**Exercise objective:** How many lines in the data below contain the word "white"? Give only the number.
------ Entries shown ------
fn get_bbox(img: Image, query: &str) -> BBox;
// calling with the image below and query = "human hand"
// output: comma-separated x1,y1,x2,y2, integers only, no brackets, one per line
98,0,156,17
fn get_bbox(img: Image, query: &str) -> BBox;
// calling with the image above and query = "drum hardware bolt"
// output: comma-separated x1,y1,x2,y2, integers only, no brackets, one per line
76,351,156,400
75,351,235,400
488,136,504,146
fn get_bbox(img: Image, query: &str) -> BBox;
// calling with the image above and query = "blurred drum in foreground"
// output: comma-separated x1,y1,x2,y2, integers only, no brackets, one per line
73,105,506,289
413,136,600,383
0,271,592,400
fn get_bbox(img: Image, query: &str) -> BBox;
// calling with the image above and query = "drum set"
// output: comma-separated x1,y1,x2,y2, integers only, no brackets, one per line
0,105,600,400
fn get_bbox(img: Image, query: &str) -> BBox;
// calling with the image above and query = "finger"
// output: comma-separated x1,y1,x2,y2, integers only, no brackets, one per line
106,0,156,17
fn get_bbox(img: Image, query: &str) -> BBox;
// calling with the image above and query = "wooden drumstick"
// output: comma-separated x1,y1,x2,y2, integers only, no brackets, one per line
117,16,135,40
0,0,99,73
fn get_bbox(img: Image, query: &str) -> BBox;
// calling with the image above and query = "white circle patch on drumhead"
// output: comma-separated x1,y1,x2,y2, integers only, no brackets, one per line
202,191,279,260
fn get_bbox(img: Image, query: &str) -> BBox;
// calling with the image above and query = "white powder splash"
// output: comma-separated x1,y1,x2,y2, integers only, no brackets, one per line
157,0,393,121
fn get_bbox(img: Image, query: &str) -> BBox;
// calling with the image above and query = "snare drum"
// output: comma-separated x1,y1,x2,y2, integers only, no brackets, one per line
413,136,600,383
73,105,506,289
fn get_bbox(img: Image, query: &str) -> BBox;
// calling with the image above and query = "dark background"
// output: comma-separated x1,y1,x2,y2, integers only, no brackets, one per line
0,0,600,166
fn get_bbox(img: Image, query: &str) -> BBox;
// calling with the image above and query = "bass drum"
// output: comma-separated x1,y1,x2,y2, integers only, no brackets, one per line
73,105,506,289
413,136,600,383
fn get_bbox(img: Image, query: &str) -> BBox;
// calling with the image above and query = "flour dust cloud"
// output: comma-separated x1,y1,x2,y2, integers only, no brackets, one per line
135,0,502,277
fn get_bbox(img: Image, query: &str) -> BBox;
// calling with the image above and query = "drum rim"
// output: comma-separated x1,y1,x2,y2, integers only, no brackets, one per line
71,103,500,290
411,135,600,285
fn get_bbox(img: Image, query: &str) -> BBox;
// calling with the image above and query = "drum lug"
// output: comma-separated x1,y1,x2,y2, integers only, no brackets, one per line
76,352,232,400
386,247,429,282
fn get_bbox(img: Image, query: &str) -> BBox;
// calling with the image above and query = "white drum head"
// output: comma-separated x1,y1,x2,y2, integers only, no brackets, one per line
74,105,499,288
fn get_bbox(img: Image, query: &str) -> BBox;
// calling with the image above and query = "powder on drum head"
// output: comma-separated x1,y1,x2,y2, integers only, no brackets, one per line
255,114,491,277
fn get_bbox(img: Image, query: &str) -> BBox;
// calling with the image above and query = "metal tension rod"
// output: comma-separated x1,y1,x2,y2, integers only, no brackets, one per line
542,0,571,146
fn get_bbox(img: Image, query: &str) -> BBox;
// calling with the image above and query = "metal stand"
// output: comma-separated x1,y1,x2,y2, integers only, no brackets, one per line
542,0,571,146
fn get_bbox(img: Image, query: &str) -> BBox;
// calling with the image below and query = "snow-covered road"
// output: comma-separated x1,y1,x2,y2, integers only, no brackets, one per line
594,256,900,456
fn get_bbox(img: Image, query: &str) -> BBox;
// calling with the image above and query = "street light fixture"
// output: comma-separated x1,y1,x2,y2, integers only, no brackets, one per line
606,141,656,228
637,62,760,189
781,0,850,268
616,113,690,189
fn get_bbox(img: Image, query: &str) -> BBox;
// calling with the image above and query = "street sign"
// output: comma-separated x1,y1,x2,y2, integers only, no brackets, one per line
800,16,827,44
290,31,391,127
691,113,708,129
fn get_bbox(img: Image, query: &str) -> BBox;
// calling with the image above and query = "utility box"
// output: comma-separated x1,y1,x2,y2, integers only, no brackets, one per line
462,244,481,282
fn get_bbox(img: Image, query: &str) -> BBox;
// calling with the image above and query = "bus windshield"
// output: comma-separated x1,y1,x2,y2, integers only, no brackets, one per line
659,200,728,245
------
**Correct result:** 3